Rewrite the items from the first line through the line that contains "(1038, 242)", keeping the requests and adding -34 to every number in the answer coordinates. Leave the pictures out.

START RECORDS FOR PROCESSING

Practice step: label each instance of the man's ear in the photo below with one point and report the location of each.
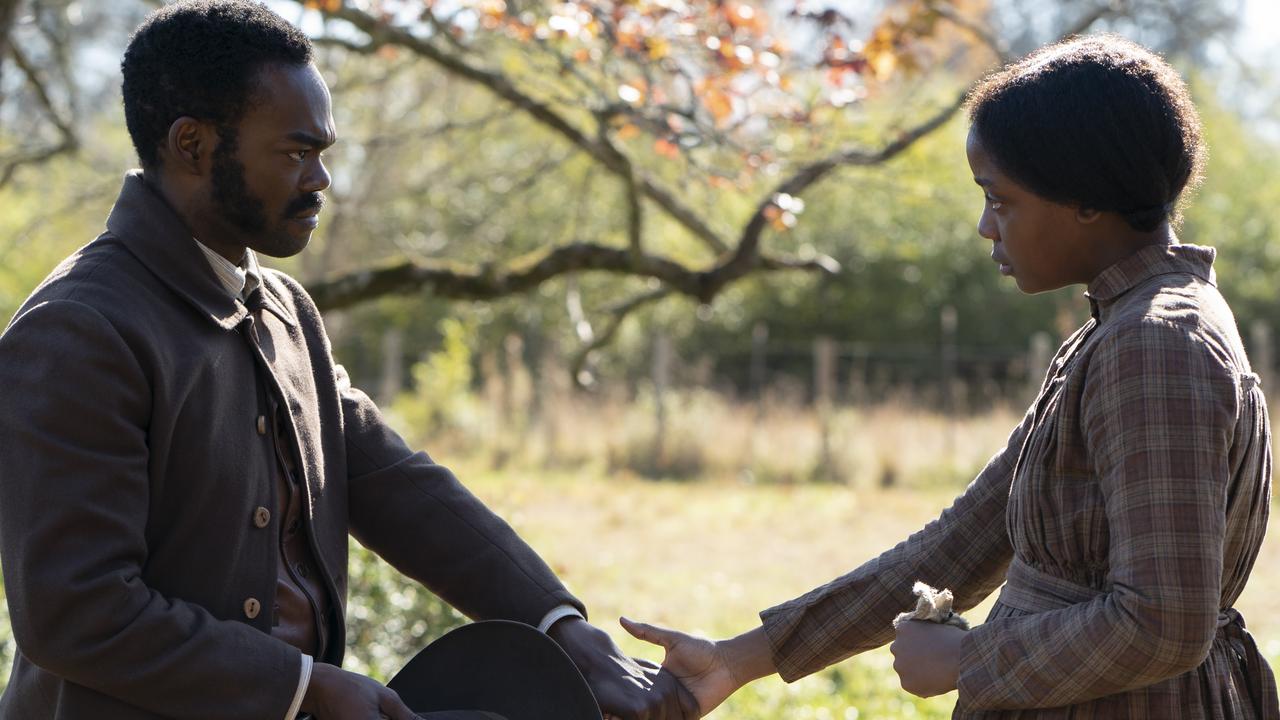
(1086, 215)
(190, 145)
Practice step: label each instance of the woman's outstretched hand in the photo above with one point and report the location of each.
(711, 670)
(927, 657)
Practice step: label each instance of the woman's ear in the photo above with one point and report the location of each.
(1086, 215)
(188, 146)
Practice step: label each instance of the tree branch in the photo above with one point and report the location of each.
(68, 141)
(487, 282)
(749, 242)
(382, 33)
(617, 314)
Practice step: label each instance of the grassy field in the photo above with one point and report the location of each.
(705, 557)
(744, 528)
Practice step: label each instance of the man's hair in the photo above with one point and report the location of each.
(1097, 122)
(201, 58)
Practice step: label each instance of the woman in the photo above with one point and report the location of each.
(1128, 509)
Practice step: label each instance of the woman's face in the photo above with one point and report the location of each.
(1038, 242)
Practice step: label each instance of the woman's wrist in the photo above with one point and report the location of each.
(748, 656)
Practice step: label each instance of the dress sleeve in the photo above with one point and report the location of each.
(74, 408)
(417, 516)
(967, 548)
(1159, 414)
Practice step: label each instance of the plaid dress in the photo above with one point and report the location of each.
(1123, 519)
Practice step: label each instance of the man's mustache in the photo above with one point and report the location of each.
(301, 204)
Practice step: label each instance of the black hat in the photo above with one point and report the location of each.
(496, 666)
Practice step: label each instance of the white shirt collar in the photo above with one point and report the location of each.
(237, 279)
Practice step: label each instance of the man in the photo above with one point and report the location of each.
(181, 459)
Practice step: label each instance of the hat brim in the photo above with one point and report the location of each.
(497, 666)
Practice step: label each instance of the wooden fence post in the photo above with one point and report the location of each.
(823, 395)
(661, 382)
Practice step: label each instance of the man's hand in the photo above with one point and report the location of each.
(625, 688)
(702, 665)
(338, 695)
(927, 657)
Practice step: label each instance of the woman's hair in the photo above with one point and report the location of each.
(1097, 122)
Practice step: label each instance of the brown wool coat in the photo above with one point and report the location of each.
(132, 468)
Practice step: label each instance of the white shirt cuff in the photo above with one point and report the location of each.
(558, 613)
(304, 680)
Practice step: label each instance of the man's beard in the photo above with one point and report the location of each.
(246, 212)
(232, 197)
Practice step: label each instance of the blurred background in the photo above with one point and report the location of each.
(690, 291)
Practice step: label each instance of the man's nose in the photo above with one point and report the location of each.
(316, 177)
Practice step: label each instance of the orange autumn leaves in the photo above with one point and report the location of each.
(740, 86)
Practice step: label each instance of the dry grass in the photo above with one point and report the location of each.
(707, 556)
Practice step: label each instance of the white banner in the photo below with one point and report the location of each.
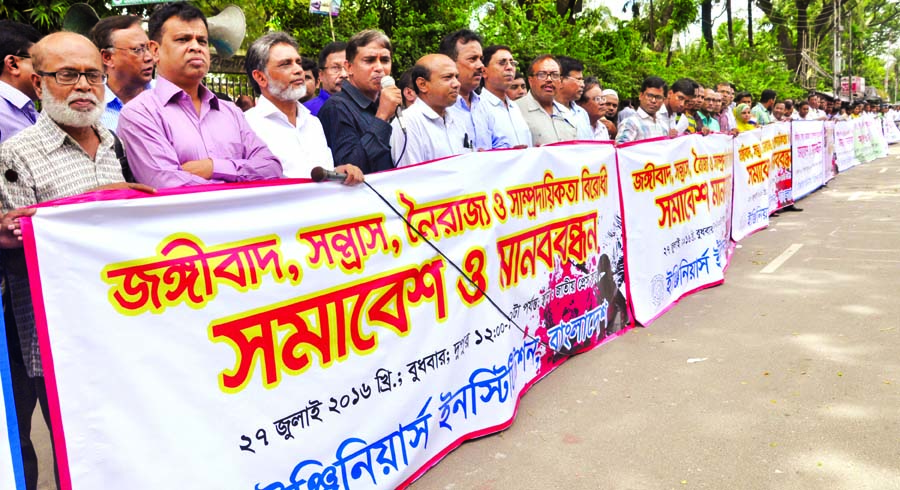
(678, 196)
(845, 157)
(301, 335)
(807, 148)
(753, 183)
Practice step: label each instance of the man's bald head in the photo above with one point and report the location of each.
(59, 45)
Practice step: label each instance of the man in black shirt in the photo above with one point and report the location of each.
(357, 119)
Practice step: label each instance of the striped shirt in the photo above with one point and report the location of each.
(39, 164)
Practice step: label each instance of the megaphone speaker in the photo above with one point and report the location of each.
(227, 30)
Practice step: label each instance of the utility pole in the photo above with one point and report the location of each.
(837, 48)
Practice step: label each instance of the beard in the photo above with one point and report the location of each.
(62, 114)
(286, 92)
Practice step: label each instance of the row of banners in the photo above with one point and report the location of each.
(235, 338)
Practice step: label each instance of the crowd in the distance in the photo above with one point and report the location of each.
(128, 109)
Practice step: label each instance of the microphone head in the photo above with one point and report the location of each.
(318, 174)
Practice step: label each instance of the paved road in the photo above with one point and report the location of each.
(799, 389)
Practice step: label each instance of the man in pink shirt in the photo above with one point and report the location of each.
(179, 133)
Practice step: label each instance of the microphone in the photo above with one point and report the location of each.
(388, 81)
(319, 174)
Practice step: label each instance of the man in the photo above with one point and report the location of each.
(357, 119)
(310, 78)
(679, 94)
(611, 117)
(803, 112)
(762, 110)
(546, 118)
(726, 115)
(332, 73)
(431, 130)
(646, 123)
(517, 89)
(778, 111)
(594, 104)
(293, 134)
(509, 127)
(66, 152)
(178, 133)
(569, 90)
(712, 102)
(464, 48)
(125, 49)
(17, 93)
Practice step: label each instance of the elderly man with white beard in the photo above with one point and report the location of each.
(66, 152)
(287, 127)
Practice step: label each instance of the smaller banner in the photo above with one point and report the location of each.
(807, 148)
(844, 154)
(781, 168)
(752, 171)
(891, 133)
(11, 475)
(678, 194)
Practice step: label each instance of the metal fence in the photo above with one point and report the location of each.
(232, 85)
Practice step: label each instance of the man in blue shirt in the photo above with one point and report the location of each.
(16, 91)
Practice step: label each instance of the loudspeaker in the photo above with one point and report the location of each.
(80, 18)
(227, 30)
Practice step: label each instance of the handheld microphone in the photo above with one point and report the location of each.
(319, 174)
(388, 81)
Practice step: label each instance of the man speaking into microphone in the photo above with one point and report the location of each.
(357, 119)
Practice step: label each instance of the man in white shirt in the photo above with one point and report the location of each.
(289, 130)
(545, 117)
(569, 91)
(509, 127)
(431, 130)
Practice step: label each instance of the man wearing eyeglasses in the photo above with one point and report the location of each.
(129, 65)
(509, 127)
(646, 123)
(17, 94)
(569, 90)
(332, 71)
(545, 116)
(179, 133)
(65, 153)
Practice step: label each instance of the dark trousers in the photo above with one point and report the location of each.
(27, 393)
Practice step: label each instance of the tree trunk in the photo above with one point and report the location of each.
(706, 23)
(730, 23)
(750, 22)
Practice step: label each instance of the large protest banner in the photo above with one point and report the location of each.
(303, 335)
(753, 179)
(677, 194)
(807, 149)
(11, 474)
(845, 156)
(781, 170)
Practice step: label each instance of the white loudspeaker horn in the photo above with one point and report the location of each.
(227, 30)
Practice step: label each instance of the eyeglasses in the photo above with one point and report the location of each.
(138, 51)
(543, 75)
(71, 77)
(333, 70)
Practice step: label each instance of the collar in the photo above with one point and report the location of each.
(14, 95)
(165, 91)
(268, 110)
(54, 137)
(355, 95)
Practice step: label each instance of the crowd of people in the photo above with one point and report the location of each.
(127, 108)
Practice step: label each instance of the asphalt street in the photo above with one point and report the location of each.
(785, 377)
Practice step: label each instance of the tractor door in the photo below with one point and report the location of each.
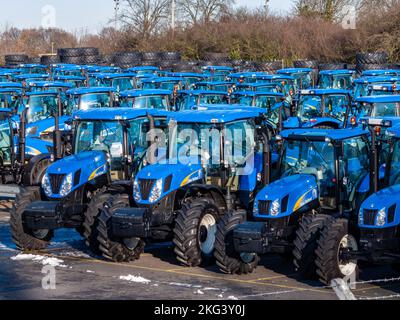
(354, 167)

END RECORDS FOR PROCESSING

FINISHED ANSWER:
Practice step: label each instance of the man's ear in the photo below with one point and report the location of each.
(1052, 181)
(156, 111)
Practice step: label each instance of the woman's outstretched hand in the photo above with one point and report the location of each.
(677, 636)
(893, 623)
Practice step: label each instance of the woman's ear in the photo above with one point and report the location of each.
(1052, 181)
(154, 112)
Practice step: label each instance of the tree branch in the photo above with one point and report the location of each.
(34, 107)
(453, 248)
(715, 208)
(348, -1)
(583, 280)
Practice step: label each instance of the grassy field in the photo above with one point and report the location of each.
(671, 523)
(710, 494)
Practice step: label each instance of the man's hair in the photo above with one point and report the location of each.
(1063, 88)
(167, 24)
Practice step: label each instance of the woman in the photo above with one point and report the location of each.
(1094, 475)
Practice step: label each instance of the woman's face in the photo above with one point and report the location of each.
(1004, 208)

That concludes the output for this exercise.